> Tasks to complete
a – Reproduce the passage of the essay on cloud dependency between "Dependency as an" and "close up shop.", inclusive.
b – In the essay on cloud dependency, which cloud gaming service does Google abruptly shut down in 2023?
c – Pick up the essay on cloud dependency and write on after its final sentence.

When the Cloud Goes Down, Your Productivity Dies
Imagine an ordinary morning. You open your computer, ready to dictate that urgent report. You press the shortcut for your favorite dictation tool. And then, nothing. An endless loading screen. A cryptic error message. Your subscription expired without warning. The server is under maintenance. Or worse: the company hosting your service has gone bankrupt, been acquired, or simply decided to quadruple its prices overnight.
This scene is not science fiction. It is the daily reality of millions of users who have entrusted their productivity to cloud services. In 2023, Google abruptly shut down its cloud gaming service Stadia, leaving thousands of customers with no recourse. In 2024, pricing policy changes at AI providers multiplied costs by ten for some developers. These companies hold absolute power: the ON/OFF switch for your work tools.
But beyond simple service interruption, there is a more insidious threat. What happens when a government decides to block access to an AI model? When a company censors certain types of content for political or commercial reasons? When your data is used to train models that will be used to influence you, manipulate you, sell to you?
Dependency as an Economic Model
Cloud computing has created an economy of dependency. The tech giants understood that the real value did not lie in selling software, but in the perpetual rental of a service. You no longer own your tools. You rent them. And like any good landlord, the renter can change the terms, raise the rent, or simply close up shop.
This dependency extends far beyond simple productivity tools. Our voice assistants, our navigation systems, our translation platforms, our creation tools — everything relies on infrastructures controlled by a handful of American and Chinese companies. We have traded our autonomy for convenience, without ever reading the fine print of the contract.

(Dataset rows)
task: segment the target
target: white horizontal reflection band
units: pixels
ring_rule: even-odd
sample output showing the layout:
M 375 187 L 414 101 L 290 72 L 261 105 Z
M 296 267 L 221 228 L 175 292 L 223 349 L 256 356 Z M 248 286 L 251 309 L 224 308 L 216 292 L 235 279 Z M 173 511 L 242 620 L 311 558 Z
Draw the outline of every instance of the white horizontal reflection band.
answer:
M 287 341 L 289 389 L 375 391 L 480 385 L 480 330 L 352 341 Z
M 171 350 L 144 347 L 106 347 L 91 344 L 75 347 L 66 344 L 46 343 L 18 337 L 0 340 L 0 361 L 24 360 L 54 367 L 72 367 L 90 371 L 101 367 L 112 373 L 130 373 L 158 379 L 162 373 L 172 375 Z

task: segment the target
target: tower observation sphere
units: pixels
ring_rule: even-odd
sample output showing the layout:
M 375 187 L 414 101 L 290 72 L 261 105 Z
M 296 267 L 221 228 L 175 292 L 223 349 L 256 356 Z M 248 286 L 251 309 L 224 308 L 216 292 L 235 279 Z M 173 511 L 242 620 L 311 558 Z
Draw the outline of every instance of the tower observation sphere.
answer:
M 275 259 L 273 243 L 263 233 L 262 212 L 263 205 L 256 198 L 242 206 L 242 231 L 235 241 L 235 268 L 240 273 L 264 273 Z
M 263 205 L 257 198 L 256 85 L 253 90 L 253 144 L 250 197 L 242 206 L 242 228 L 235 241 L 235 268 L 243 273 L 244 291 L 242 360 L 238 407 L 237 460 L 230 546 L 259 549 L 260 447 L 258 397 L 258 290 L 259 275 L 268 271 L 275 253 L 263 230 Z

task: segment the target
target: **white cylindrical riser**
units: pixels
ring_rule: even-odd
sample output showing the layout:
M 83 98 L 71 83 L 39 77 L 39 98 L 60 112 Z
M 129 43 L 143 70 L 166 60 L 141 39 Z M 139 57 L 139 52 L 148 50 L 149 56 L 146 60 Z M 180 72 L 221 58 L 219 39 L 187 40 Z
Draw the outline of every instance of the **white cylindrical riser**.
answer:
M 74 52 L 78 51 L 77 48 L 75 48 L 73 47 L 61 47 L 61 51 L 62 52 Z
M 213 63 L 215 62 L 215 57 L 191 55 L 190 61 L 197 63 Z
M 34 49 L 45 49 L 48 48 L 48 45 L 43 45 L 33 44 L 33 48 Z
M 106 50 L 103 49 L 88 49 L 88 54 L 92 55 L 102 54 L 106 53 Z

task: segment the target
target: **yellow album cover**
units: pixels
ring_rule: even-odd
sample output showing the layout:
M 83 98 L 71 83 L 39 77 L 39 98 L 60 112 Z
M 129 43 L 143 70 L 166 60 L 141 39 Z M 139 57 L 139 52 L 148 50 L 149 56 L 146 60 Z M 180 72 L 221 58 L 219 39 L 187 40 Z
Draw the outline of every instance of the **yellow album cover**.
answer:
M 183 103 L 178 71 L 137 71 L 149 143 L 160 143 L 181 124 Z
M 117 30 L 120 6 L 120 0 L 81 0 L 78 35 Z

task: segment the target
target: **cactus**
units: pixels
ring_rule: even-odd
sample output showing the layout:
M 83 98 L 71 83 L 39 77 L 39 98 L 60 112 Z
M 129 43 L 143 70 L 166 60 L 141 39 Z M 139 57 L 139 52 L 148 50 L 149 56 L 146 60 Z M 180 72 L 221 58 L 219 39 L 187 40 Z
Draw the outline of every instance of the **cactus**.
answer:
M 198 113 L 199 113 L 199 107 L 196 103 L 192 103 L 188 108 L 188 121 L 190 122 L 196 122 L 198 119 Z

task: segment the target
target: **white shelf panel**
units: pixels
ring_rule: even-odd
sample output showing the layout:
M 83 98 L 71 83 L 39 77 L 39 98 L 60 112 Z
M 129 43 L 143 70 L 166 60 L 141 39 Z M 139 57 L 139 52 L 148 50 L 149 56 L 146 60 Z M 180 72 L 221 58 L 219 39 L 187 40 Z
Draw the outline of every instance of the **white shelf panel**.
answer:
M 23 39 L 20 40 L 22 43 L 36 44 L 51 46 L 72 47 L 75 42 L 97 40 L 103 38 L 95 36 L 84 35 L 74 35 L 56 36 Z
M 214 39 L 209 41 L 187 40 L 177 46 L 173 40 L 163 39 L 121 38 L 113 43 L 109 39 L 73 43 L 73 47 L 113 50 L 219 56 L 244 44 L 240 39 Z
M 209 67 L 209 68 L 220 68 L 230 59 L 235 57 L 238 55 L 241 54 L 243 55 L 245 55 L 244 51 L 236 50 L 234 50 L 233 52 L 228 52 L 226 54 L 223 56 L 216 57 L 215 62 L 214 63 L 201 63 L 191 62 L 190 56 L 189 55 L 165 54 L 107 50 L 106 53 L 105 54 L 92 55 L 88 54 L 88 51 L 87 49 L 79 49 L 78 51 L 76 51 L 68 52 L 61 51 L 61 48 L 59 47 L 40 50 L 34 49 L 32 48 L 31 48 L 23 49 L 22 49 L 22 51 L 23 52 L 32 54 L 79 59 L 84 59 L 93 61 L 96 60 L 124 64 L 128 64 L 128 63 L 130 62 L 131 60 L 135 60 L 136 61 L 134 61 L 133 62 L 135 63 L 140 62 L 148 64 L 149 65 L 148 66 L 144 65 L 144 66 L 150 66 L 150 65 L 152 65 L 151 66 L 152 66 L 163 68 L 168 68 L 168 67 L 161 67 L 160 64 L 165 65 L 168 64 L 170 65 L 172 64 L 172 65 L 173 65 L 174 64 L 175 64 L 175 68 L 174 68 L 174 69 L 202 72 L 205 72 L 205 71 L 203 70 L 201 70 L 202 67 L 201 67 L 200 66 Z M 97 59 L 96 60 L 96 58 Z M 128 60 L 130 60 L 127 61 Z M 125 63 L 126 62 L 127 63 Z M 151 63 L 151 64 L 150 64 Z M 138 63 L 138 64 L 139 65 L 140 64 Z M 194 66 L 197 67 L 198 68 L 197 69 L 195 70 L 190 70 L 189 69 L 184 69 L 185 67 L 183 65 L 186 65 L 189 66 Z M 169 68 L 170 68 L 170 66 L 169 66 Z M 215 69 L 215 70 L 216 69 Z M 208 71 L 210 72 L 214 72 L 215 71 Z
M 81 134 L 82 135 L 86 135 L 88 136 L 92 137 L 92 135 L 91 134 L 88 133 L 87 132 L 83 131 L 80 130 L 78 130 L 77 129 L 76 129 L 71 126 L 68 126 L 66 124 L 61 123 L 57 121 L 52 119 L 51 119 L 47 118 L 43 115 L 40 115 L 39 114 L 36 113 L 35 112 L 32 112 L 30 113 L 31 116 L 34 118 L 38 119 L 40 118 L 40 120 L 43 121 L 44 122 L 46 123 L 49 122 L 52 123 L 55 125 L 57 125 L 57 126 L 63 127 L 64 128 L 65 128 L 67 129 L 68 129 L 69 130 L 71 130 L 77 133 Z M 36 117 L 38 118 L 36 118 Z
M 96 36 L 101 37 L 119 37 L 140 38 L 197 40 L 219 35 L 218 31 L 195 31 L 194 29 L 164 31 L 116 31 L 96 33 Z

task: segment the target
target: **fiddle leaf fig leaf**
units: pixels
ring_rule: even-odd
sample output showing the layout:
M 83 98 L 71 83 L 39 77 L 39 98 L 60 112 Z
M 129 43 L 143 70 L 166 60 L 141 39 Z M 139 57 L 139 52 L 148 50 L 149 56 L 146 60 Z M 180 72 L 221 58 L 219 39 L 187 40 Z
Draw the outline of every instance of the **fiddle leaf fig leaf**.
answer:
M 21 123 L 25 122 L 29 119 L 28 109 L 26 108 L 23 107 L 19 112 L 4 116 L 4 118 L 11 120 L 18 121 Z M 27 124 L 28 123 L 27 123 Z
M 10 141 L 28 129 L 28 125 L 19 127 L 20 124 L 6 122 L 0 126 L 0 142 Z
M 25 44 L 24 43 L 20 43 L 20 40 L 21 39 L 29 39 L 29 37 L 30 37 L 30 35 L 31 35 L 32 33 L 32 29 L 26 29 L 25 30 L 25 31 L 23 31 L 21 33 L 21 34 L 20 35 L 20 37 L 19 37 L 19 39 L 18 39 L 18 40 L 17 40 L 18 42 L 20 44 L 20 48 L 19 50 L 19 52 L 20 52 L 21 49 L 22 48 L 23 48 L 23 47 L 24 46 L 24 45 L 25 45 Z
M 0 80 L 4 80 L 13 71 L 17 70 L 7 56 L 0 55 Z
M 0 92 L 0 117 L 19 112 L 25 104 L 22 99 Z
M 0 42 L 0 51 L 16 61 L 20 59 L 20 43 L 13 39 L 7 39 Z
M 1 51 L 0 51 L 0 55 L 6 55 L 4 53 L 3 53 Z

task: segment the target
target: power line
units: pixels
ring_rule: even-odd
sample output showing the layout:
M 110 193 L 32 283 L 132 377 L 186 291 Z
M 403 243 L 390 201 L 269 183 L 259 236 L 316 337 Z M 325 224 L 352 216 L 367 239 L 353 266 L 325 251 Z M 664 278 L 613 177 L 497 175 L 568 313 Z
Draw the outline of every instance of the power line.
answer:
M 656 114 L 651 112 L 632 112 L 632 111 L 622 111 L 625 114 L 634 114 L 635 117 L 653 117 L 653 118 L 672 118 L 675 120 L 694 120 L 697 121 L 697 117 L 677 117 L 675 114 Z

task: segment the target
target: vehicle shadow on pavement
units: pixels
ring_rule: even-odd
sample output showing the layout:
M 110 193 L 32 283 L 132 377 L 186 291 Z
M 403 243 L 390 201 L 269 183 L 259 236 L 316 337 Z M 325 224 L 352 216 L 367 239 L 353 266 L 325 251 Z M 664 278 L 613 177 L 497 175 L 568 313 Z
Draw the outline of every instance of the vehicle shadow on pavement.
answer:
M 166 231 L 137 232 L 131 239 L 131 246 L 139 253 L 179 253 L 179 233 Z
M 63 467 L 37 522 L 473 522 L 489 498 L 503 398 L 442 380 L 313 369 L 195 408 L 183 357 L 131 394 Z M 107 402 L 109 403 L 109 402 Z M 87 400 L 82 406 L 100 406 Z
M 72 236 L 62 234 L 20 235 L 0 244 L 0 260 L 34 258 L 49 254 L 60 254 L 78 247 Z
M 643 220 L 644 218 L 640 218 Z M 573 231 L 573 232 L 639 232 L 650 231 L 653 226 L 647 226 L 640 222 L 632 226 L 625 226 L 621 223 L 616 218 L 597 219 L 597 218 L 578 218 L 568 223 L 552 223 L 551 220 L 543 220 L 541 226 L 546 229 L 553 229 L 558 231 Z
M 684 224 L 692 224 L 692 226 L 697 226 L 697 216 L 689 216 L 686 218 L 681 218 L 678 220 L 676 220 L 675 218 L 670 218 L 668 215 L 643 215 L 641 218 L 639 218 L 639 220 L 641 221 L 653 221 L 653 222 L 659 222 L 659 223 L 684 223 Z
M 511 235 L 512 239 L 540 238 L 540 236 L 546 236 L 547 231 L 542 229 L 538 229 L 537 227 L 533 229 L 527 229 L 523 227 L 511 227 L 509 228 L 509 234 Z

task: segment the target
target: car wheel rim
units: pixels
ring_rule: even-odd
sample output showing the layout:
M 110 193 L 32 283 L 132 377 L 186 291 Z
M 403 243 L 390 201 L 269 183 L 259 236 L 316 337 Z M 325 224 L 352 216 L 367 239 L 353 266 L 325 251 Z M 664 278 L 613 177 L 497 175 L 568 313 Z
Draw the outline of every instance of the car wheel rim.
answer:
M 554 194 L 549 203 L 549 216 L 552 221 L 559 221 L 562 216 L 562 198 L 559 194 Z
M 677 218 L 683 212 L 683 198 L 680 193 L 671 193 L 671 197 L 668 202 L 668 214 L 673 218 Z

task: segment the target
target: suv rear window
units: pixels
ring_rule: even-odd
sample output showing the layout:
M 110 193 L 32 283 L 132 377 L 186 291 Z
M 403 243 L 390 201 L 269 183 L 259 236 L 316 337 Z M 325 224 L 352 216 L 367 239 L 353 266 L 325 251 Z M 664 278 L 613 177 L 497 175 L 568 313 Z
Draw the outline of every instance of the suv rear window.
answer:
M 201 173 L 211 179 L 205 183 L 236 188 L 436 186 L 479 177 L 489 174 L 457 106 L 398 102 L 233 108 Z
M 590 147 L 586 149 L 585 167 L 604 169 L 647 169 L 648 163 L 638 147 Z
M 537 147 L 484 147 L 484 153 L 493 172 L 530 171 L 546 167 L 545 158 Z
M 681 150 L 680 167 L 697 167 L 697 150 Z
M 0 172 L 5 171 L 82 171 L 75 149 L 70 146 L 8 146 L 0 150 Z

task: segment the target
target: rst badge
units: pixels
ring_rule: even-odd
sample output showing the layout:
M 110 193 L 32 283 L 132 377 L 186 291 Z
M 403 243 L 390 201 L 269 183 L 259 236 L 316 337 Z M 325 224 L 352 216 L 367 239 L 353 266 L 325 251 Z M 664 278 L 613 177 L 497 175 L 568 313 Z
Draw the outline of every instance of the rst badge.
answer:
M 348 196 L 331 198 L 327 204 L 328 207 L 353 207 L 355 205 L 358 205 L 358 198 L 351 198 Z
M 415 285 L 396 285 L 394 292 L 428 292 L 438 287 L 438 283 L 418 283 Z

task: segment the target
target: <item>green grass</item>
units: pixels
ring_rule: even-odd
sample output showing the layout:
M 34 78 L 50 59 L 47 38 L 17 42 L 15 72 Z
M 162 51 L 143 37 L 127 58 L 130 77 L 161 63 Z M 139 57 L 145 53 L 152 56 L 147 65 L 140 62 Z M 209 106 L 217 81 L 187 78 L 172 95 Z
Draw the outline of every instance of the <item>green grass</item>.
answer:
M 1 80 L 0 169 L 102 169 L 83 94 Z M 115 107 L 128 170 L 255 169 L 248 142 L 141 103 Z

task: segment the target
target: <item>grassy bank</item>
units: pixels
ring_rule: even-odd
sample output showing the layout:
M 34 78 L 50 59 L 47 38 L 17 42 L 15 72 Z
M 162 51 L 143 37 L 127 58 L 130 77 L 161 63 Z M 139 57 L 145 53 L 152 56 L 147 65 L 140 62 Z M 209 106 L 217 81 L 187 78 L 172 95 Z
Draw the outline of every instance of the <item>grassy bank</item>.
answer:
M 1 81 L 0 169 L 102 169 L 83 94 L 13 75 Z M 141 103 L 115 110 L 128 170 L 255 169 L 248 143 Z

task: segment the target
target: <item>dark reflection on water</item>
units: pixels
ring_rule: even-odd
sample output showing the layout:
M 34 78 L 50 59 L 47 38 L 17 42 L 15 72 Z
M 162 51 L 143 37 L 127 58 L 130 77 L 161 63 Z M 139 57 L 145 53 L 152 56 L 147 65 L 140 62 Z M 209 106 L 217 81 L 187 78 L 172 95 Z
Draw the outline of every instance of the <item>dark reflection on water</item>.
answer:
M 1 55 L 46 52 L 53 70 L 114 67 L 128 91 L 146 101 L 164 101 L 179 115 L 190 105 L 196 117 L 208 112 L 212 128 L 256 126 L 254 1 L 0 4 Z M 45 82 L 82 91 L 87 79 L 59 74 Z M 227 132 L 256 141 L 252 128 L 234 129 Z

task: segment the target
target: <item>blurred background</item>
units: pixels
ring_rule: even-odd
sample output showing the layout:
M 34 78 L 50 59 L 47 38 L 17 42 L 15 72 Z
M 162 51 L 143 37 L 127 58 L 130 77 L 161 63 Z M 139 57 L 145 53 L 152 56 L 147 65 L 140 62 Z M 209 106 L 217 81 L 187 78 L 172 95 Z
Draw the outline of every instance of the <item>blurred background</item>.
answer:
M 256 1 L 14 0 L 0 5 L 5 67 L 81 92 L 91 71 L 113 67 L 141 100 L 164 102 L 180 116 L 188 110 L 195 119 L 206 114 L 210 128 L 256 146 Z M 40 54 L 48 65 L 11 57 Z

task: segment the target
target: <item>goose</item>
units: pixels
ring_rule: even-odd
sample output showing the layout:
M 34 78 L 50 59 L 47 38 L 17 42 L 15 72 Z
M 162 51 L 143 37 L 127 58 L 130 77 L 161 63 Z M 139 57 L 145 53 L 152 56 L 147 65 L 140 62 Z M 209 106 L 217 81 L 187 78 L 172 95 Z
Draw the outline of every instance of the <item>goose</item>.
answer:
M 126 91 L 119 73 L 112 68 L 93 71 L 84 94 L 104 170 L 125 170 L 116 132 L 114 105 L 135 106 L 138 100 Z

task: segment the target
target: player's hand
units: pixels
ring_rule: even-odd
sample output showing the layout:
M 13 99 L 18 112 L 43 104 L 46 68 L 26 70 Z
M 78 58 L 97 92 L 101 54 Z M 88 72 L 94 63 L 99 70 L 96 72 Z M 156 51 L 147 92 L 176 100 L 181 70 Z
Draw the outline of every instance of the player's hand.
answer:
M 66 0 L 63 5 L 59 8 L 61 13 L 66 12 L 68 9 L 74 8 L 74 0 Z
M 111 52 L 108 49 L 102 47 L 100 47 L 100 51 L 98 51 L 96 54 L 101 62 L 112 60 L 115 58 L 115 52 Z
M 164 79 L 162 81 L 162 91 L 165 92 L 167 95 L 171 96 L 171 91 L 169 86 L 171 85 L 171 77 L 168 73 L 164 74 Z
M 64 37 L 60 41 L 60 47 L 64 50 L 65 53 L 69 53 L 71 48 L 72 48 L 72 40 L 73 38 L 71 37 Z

> Expected results
a –
Dependency as an Economic Model
Cloud computing has created an economy of dependency. The tech giants understood that the real value did not lie in selling software, but in the perpetual rental of a service. You no longer own your tools. You rent them. And like any good landlord, the renter can change the terms, raise the rent, or simply close up shop.

b – Stadia.

c –
And the fine print is terrifying. It authorizes the use of your data to "improve services." It allows sharing with "partners." It retains your information "as long as necessary" — a deliberately vague formulation that means, in practice, forever. Your voice, your writings, your work habits, your very thoughts, become the raw material of an economic model that excludes you from the benefits while making you dependent on the finished products.
Local AI: An Act of Citizen Resilience
Faced with this centralization of technological power, an alternative is emerging. Local artificial intelligence — models that run entirely on your machine, with no internet connection, no account, no subscription. This is not simply a matter of privacy or cost. It is a matter of sovereignty.
Local AI is an act of resistance. It is the refusal to become a passive consumer, a free data producer for opaque economic models. It is the assertion that your productivity, your creativity, your thought, should not depend on the goodwill of a publicly traded company.
Take a concrete example with PerkySue, a voice dictation tool I developed that works entirely offline. Whisper for speech recognition, llama.cpp for AI transformation, all injected directly at your cursor. No remote server. No data transmitted. No account to create. If the internet cuts out, if the provider goes bankrupt, if prices explode — your tool keeps working. Because it lives on your machine, not in a data center on the other side of the world.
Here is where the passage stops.